╭─ Dataset excerpts

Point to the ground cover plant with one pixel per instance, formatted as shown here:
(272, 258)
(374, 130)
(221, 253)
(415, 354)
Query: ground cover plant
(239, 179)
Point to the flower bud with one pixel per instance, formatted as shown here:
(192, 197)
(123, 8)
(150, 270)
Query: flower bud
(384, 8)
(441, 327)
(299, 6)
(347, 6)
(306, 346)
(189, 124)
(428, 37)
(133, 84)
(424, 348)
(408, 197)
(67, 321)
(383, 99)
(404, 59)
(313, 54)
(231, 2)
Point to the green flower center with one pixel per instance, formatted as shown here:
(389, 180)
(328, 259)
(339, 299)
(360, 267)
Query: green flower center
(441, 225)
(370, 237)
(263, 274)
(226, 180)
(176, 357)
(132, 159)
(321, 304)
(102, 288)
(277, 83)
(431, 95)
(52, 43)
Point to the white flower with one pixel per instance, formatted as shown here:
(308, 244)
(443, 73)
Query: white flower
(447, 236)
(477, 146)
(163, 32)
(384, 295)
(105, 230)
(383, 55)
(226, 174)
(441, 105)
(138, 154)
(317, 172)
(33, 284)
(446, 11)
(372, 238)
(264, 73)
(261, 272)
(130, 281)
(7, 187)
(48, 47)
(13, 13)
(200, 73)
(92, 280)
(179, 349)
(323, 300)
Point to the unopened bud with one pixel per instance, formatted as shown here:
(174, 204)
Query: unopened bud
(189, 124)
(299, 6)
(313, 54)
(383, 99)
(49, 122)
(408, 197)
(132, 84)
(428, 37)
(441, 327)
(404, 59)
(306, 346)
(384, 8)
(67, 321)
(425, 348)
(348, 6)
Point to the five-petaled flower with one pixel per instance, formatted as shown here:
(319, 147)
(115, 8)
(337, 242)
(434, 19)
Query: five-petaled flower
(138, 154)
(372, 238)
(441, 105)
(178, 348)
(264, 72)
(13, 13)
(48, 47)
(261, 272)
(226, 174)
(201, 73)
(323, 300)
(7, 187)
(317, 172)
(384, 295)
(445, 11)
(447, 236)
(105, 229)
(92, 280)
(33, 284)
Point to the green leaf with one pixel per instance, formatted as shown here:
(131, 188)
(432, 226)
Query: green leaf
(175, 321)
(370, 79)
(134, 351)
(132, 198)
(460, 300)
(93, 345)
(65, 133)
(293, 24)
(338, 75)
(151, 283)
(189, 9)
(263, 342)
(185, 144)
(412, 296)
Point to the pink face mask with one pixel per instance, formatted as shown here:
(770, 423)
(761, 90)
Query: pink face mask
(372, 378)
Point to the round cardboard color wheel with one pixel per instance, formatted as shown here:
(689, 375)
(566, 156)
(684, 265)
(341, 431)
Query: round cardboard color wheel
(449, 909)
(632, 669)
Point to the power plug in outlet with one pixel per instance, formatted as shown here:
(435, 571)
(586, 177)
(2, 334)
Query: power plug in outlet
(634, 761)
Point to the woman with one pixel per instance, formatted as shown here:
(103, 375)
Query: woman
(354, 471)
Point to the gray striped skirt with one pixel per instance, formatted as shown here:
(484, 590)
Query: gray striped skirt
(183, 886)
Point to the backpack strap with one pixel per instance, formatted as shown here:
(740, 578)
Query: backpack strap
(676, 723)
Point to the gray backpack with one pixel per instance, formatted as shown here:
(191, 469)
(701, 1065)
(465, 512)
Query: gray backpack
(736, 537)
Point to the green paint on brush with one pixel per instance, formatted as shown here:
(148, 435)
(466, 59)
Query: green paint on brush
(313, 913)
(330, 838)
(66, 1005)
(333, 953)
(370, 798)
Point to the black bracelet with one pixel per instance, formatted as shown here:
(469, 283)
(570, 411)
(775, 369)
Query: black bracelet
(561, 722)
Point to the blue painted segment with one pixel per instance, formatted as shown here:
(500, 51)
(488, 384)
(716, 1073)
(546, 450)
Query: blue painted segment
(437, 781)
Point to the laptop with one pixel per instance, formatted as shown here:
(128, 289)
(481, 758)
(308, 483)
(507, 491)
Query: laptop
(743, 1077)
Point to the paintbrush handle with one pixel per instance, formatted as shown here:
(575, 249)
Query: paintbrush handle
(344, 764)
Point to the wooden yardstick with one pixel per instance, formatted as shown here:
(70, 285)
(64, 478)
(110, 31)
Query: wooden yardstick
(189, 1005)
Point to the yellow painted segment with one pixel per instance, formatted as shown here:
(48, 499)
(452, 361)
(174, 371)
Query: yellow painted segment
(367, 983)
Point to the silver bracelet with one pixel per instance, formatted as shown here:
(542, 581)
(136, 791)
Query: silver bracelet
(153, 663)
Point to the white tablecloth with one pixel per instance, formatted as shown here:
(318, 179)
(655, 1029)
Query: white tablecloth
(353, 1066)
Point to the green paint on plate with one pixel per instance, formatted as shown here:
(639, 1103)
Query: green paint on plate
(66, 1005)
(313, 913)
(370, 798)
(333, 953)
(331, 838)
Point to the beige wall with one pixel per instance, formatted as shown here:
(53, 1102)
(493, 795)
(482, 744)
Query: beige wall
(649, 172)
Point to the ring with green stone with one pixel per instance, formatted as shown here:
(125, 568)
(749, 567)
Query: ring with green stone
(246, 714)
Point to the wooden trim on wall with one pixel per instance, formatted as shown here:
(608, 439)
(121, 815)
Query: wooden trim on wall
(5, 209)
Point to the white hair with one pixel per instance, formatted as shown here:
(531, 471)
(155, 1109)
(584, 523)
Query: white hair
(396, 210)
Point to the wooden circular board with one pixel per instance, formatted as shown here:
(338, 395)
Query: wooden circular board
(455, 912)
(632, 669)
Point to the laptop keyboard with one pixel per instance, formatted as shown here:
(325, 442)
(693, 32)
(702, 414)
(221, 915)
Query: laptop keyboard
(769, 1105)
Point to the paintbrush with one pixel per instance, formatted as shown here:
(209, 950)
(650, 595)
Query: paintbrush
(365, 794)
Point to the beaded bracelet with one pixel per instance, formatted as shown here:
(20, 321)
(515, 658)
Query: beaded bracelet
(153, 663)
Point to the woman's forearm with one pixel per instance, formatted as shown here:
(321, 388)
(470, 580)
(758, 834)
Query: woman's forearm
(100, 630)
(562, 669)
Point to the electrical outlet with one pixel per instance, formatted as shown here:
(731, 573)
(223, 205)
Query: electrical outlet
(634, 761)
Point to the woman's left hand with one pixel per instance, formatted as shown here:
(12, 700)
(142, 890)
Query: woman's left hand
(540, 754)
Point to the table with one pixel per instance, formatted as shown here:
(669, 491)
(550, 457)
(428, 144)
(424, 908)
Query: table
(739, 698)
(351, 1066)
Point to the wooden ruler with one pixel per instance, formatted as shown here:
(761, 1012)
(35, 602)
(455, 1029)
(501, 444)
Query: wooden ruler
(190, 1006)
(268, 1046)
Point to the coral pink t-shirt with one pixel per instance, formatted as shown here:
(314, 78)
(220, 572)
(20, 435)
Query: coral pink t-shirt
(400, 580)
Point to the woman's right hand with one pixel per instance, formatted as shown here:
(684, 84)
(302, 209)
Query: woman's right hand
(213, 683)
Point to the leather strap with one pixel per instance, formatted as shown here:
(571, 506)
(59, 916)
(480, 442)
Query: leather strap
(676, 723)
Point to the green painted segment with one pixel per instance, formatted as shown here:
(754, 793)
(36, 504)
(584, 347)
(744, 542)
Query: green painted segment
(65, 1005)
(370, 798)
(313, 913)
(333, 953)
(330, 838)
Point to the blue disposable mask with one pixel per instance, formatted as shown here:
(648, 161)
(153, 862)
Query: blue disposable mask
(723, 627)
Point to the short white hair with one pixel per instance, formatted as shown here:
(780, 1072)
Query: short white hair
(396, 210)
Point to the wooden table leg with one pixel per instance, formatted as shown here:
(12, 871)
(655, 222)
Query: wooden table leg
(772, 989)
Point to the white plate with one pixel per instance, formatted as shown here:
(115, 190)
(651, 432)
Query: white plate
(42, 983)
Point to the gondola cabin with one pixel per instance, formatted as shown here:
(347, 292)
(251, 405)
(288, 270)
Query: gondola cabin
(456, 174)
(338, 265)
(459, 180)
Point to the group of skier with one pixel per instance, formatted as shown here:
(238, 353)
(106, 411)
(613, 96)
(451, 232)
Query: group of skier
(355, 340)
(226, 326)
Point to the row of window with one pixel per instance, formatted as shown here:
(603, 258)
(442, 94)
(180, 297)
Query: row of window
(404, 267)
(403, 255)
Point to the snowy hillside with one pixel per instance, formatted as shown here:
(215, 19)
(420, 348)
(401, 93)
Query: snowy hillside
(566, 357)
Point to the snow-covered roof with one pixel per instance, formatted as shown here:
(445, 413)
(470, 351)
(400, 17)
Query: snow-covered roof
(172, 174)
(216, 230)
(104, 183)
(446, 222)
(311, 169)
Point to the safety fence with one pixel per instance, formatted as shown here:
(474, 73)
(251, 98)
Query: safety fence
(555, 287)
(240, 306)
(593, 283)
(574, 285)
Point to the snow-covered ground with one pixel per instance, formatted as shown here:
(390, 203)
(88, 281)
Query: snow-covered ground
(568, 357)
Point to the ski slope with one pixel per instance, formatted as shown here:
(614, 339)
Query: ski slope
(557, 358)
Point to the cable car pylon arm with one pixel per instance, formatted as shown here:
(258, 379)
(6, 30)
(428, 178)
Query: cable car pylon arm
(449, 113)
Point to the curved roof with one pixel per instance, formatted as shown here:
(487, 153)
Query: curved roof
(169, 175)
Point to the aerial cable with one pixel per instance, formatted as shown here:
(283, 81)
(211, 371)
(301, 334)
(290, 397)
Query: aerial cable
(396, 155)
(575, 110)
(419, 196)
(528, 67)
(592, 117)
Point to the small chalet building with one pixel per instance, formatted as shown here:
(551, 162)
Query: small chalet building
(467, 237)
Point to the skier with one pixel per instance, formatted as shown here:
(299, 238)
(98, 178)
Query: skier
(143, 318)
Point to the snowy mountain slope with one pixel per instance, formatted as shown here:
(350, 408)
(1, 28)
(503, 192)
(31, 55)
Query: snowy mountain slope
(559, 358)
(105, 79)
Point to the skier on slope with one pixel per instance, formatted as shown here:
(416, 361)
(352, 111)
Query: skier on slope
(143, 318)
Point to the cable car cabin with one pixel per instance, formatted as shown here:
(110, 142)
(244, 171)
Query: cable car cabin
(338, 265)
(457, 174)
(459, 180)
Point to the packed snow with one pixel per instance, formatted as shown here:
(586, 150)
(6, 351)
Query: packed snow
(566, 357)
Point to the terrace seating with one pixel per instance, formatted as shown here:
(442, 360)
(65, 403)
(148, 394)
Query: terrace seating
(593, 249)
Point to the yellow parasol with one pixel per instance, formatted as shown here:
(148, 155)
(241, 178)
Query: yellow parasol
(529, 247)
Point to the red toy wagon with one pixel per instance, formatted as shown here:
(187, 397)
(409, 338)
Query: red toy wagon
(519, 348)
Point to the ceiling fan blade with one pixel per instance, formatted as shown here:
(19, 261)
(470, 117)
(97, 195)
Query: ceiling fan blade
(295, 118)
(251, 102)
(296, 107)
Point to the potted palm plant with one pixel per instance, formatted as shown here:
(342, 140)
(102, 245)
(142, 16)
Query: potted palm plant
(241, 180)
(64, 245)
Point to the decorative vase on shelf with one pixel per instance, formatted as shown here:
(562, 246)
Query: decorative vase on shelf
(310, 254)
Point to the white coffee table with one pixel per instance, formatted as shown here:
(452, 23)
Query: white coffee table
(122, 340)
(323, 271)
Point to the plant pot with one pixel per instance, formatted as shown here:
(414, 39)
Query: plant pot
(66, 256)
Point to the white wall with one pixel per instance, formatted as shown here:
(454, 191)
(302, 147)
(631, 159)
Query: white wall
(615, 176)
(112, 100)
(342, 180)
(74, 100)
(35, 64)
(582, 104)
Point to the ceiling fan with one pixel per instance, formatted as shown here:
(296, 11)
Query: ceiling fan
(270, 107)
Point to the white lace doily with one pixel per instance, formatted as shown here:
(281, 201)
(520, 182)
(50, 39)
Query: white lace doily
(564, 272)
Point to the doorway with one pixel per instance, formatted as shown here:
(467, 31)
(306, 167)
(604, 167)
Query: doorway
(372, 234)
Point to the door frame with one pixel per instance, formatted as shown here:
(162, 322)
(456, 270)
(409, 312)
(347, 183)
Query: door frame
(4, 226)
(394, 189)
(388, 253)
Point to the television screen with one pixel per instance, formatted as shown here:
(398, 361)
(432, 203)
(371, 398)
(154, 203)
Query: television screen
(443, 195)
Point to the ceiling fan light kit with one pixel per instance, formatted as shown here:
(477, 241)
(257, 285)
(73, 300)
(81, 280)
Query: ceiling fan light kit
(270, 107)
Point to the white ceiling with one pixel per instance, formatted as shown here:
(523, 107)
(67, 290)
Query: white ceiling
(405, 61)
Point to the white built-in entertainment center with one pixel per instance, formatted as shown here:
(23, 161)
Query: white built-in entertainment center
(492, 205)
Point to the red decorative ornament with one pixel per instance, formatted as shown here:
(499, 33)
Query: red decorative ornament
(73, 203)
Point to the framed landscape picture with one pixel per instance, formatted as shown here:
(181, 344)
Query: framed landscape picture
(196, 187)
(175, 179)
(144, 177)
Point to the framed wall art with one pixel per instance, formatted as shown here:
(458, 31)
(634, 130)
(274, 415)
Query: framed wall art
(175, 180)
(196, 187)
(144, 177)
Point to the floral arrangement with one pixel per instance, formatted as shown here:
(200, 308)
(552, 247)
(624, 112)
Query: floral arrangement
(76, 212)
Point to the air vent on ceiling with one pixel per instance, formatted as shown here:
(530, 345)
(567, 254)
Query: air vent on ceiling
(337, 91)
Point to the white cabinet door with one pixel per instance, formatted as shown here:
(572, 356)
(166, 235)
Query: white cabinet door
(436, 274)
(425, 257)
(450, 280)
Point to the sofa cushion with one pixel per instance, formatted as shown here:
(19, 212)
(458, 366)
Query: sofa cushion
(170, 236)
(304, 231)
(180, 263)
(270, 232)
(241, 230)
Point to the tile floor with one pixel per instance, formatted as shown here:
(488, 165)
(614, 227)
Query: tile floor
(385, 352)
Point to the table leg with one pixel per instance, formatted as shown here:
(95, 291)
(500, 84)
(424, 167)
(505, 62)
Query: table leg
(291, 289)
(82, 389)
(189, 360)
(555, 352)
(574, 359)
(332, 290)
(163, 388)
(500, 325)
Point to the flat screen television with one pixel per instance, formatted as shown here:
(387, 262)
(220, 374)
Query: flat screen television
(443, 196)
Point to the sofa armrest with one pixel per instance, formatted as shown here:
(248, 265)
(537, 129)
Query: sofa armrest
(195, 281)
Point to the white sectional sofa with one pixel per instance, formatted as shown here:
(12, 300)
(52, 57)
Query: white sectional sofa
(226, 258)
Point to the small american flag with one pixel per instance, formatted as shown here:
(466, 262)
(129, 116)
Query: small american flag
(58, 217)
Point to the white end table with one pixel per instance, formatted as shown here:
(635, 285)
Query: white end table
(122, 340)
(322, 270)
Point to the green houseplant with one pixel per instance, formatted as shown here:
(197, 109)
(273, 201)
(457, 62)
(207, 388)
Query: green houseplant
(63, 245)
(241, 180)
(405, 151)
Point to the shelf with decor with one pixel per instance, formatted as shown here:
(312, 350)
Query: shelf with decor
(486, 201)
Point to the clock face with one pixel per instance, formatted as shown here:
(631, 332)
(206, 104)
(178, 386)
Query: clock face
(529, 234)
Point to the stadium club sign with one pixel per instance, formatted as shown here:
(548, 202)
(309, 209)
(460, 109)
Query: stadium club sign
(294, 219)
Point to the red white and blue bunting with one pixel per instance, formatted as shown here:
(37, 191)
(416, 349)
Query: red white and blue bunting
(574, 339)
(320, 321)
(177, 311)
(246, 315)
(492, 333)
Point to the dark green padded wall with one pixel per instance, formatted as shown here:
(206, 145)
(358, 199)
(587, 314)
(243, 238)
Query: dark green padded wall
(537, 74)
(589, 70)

╰─

Requirements:
Copy exactly, word for word, the line with "Point to the white end" through the final line of the listing.

Result of this task:
Point to the white end table with one pixel per instance, formatted as shown here:
(635, 285)
Query: white end table
(122, 340)
(322, 270)
Point to the green houseplant with one pixel per instance, formatted as shown here:
(197, 109)
(273, 201)
(457, 62)
(207, 388)
Query: green houseplant
(63, 245)
(241, 180)
(405, 151)
Point to the shelf with decor with one pixel per instance, formatted as shown here:
(312, 350)
Query: shelf with decor
(486, 201)
Point to the clock face with one pixel per instance, formatted as shown here:
(631, 332)
(206, 104)
(178, 386)
Query: clock face
(529, 234)
Point to the stadium club sign with one pixel per instance, formatted as shown here:
(548, 202)
(309, 209)
(460, 109)
Query: stadium club sign
(294, 219)
Point to the red white and blue bunting with one pixel per instance, formatted as shown here:
(37, 191)
(416, 349)
Query: red white and blue bunting
(574, 339)
(320, 321)
(177, 311)
(246, 315)
(492, 333)
Point to the dark green padded wall with one pixel per instance, formatted as shown here:
(206, 145)
(358, 199)
(587, 314)
(243, 238)
Query: dark green padded wall
(537, 74)
(589, 70)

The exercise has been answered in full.